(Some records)
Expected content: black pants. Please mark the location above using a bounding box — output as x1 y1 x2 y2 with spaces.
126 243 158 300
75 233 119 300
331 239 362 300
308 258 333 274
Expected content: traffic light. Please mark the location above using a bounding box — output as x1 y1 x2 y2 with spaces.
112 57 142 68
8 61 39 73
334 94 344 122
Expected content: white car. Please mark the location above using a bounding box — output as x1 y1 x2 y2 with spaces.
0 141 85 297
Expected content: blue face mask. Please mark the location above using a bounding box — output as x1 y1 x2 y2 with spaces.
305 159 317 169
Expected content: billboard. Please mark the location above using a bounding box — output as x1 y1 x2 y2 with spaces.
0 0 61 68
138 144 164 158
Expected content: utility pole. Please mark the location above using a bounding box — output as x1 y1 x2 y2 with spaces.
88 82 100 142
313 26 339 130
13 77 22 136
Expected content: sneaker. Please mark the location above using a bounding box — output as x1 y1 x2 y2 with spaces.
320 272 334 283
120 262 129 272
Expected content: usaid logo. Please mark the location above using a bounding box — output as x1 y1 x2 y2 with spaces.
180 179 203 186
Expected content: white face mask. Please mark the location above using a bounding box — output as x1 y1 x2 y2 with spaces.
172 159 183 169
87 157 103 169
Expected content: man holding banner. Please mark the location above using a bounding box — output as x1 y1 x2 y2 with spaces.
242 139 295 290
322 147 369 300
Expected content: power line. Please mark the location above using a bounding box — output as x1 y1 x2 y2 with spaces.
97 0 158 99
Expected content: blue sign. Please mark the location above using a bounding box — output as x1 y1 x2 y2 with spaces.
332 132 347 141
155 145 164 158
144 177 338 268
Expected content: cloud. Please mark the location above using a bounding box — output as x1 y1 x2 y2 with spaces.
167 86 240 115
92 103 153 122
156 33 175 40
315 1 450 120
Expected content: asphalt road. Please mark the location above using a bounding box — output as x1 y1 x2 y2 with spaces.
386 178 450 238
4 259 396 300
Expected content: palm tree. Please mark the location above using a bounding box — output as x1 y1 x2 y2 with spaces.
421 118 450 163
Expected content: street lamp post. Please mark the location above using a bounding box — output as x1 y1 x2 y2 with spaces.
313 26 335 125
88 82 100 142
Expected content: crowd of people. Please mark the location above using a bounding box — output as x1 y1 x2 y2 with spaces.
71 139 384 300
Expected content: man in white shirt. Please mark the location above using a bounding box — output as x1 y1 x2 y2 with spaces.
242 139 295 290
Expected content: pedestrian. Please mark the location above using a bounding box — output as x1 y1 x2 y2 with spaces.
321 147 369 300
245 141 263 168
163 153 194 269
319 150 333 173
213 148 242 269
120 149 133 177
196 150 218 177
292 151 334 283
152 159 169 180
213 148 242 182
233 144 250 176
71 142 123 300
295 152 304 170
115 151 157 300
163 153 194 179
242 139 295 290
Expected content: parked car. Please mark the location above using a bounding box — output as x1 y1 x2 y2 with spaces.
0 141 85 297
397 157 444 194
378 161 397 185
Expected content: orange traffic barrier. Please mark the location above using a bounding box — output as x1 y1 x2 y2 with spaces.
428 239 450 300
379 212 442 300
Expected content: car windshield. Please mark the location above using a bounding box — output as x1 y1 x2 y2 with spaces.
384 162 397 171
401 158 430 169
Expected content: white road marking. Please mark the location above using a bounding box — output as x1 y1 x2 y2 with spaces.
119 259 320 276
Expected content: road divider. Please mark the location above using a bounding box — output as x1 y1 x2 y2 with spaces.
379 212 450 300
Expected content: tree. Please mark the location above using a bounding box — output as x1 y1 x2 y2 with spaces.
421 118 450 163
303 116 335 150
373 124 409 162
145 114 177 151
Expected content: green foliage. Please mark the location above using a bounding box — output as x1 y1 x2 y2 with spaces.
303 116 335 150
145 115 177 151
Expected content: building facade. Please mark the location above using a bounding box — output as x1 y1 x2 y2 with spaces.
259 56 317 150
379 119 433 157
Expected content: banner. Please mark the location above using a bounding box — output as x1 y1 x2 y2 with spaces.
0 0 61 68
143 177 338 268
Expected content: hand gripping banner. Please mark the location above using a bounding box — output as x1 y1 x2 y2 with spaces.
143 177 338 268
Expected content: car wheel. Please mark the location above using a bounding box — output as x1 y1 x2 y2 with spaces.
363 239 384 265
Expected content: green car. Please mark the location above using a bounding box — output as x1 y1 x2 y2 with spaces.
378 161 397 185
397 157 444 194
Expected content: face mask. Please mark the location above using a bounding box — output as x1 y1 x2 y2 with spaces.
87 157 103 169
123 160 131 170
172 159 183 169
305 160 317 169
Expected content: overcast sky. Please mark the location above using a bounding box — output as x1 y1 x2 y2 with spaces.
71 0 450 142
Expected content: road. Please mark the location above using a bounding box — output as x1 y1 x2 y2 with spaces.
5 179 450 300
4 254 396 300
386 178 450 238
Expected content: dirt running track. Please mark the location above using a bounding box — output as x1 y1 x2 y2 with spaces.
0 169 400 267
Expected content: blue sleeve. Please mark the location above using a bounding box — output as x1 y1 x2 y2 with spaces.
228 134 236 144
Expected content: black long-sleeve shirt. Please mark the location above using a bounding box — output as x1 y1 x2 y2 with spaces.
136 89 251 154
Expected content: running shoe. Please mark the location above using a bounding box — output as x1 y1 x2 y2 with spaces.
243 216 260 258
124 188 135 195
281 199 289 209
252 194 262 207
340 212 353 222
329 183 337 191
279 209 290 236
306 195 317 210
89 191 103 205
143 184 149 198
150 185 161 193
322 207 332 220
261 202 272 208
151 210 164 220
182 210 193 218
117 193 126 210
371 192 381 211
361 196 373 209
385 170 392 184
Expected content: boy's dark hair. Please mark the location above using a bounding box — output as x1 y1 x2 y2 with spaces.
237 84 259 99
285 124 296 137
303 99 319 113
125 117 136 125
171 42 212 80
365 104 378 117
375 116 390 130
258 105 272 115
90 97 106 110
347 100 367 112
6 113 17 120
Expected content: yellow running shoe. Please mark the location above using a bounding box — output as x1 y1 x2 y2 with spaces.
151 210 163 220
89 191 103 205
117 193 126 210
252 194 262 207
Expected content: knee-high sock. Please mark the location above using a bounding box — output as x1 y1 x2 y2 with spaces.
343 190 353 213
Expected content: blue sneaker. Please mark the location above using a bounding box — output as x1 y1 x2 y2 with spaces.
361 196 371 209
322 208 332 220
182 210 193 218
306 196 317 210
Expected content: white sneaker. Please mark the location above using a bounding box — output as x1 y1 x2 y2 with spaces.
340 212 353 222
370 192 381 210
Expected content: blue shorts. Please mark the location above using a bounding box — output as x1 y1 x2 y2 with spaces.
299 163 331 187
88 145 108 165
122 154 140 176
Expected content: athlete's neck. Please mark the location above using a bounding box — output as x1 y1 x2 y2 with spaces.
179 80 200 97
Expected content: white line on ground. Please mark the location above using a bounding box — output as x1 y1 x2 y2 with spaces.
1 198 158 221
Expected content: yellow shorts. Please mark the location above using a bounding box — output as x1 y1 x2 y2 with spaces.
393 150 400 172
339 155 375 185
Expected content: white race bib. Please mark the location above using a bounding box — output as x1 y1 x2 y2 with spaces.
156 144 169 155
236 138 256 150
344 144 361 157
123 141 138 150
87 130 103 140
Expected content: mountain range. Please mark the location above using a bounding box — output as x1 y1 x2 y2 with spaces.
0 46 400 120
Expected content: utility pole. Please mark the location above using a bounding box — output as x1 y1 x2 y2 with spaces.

** Brief **
Quote these records back line for line, without changing a character.

** Reply to the task **
Expected content: black pants. Please mark the location above using a bounding box — output as x1 y1 x2 y2 with spaces.
126 243 158 300
75 233 119 300
331 239 362 300
308 258 333 274
Expected content: traffic light. Please mark the location above using a bounding box — output as x1 y1 x2 y2 with spaces.
112 57 142 68
8 61 39 73
334 94 344 122
Expected content: white car. Please mark the location above using a bounding box — output as x1 y1 x2 y2 with spaces.
0 141 85 297
Expected content: blue face mask. Please mark the location above using a bounding box — output as x1 y1 x2 y2 with spaces.
305 159 317 169
Expected content: billboard. Please mark the location above using a bounding box — output as x1 y1 x2 y2 with spaces.
0 0 61 68
138 144 164 158
Expected content: utility pole. Please mark the location above using a bounding box — output as x1 y1 x2 y2 with spaces.
88 82 100 142
313 26 339 130
13 77 22 136
Expected content: sneaker. Please mark the location above using a bounding box — output as x1 y1 x2 y2 with spaces.
320 272 334 283
120 262 129 272
Expected content: usaid logo. Please mark the location above using a bounding box — output as x1 y1 x2 y2 with spaces.
180 179 203 186
Expected content: white face mask. Please mark the location above using a bounding box — output as x1 y1 x2 y2 with spaces.
172 159 183 169
87 157 103 169
Expected content: man holding banner. Please mark the location above using a bounding box — output as x1 y1 x2 y2 with spaces.
242 139 295 290
322 147 369 300
Expected content: power line. Please mark the location above using a bounding box — output as x1 y1 x2 y2 with spaces.
97 0 158 99
Expected content: blue sign. Please mark the location above using a bounding box — output as x1 y1 x2 y2 with spaces.
332 132 347 141
155 145 164 158
144 177 338 268
Expected content: cloud. Please mark the location above using a bounding box — output as x1 y1 x2 y2 with spaces.
167 86 240 115
92 103 153 122
156 33 175 40
315 1 450 120
Expected content: asphalt road. Please mark the location above using a bounding box — output as x1 y1 x2 y2 with spaces.
386 178 450 238
4 259 396 300
Expected content: palm tree. Please mark the location above using a bounding box — output as x1 y1 x2 y2 with spaces.
421 118 450 163
Expected content: street lamp post. Please mark the location above using a bounding box — output as x1 y1 x2 y2 with spaces.
313 26 335 125
88 82 100 142
Expected content: crowd of people. Please mark the location above using a bounding box — output as x1 y1 x2 y2 with spaces.
71 139 384 300
Expected content: man in white shirt. Please mark the location above using a bounding box — output as x1 y1 x2 y2 with spaces.
242 139 295 290
Expected content: pedestrian. Please mark the location above using a bounding box — output as x1 y1 x2 y2 with spaces.
321 147 369 300
245 141 263 168
163 153 194 269
319 150 333 173
213 148 242 269
120 149 133 177
196 150 218 177
292 151 334 283
152 159 169 180
213 148 242 182
233 144 250 176
71 142 123 300
295 152 304 170
115 151 157 300
163 153 194 179
242 139 295 290
Expected content: parked car. Please mark the location above using a bounding box — output as x1 y1 x2 y2 with spaces.
0 141 85 297
397 157 444 194
378 161 397 185
Expected content: orange traffic barrier. Please mark the location above using a bounding box — output as x1 y1 x2 y2 with spaces.
428 239 450 300
379 212 442 300
Expected content: car windshield. Please mark the location above using a bounding box — output as x1 y1 x2 y2 with spaces.
384 162 397 171
401 158 430 169
Expected content: white road marking. Please mark the location above using a bounding box — output as x1 y1 x2 y2 with spaces.
119 259 320 276
Expected content: road divider. Please mark the location above using a bounding box — output as x1 y1 x2 y2 with spaces.
379 212 450 300
Expected content: tree. Please mark the location above using a bounding box — output as x1 y1 x2 y2 with spaces.
421 118 450 163
303 116 335 150
373 124 409 162
145 114 177 151
Expected content: green foliage. Please mark the location above using a bounding box — output as x1 y1 x2 y2 with spaces.
303 116 335 150
145 115 177 151
Expected content: building facade. Please mark the location above using a bounding box — output as x1 y1 x2 y2 with spaces.
259 56 317 150
379 119 433 157
Expected content: banner. Please mark the location above using a bounding box — output as x1 y1 x2 y2 with spaces.
0 0 61 68
143 177 338 268
Expected content: hand gripping banner. Please mark the location above using a bounding box — output as x1 y1 x2 y2 with spaces.
143 177 338 268
Expected content: car wheel. Please mark the location above using a bounding box — output as x1 y1 x2 y2 with spaces.
363 239 384 265
Expected content: green car. Please mark the location above using a bounding box — output as x1 y1 x2 y2 with spaces.
378 161 397 185
397 157 444 194
Expected content: face mask. Please mark the location above using a bounding box — output as x1 y1 x2 y2 with spaces.
87 157 103 169
123 160 131 170
172 159 183 169
305 160 317 169
Expected content: overcast sky. Please mark the location above using a bounding box — output as x1 y1 x2 y2 with spaces.
71 0 450 142
Expected content: road. Please mark the location above using a bounding box — output as x1 y1 x2 y2 with spaces.
5 179 450 300
4 254 396 300
386 178 450 238
Expected content: dirt running track. Please mark the location above using a bounding box — output as x1 y1 x2 y2 with spaces.
0 169 400 267
Expected content: blue sleeve. Please mark the location above using a bounding box — output as x1 y1 x2 y2 with spaces.
228 134 236 144
Expected content: black long-sleeve shirt. Please mark the location above using a bounding box — output as x1 y1 x2 y2 with spaces.
136 89 251 154
Expected content: running shoe. Please mark the location above using a bounding box — output as x1 y1 x2 y2 with spaces.
243 216 260 258
124 188 135 195
281 199 289 209
252 194 262 207
340 212 353 222
329 183 337 191
279 209 290 236
306 195 317 210
89 191 103 205
143 184 149 198
150 185 161 193
322 207 332 220
261 202 272 208
151 210 164 220
182 210 193 218
117 193 126 210
371 192 381 211
361 196 373 209
385 170 392 184
Expected content: boy's dark hair. Please mark the location above using a bounding box — output as x1 y1 x2 y2 with spaces.
237 84 259 99
285 124 296 137
303 99 319 113
125 117 136 125
171 42 212 80
365 104 378 117
375 116 390 130
258 105 272 115
90 97 106 110
347 100 367 112
6 113 17 120
Expected content: yellow running shoe. Please mark the location above using a bounding box — output as x1 y1 x2 y2 with spaces.
151 210 163 220
89 191 103 205
117 193 126 210
252 194 262 207
Expected content: knee-high sock. Please mark the location above using a bounding box — output as x1 y1 x2 y2 with spaces.
343 190 353 213
Expected content: blue sneaker. Please mark the location above using a bounding box — output as x1 y1 x2 y2 with spaces.
361 196 371 209
322 208 332 220
182 210 193 218
306 196 317 210
Expected content: white sneaker. Please mark the location above using a bounding box — output as x1 y1 x2 y2 with spaces.
340 212 353 222
370 192 381 210
Expected content: blue shorts. Please mark the location above using a bounding box — output as x1 y1 x2 y2 with spaces.
299 163 331 187
88 145 108 165
122 154 140 176
Expected content: athlete's neck. Please mark the location above using a bounding box — output as x1 y1 x2 y2 with spaces.
179 80 200 97
Expected content: white line on ground. Please mark the location above using a bounding box — output as x1 y1 x2 y2 with spaces.
1 198 158 221
Expected content: yellow shorts. Please mark the location above using a bounding box — output as x1 y1 x2 y2 with spaces.
393 150 400 172
339 155 375 185
Expected content: white race bib. Please mark the location above using a bounding box — output as x1 y1 x2 y2 with spaces.
156 144 169 155
236 138 256 150
344 144 361 157
123 141 138 150
87 130 103 140
Expected content: mountain range. Please mark the location above using a bounding box — output as x1 y1 x2 y2 with spaces.
0 46 400 120
Expected content: utility pole. Please mark the location above using a bounding box — output as x1 y1 x2 y2 with spaces.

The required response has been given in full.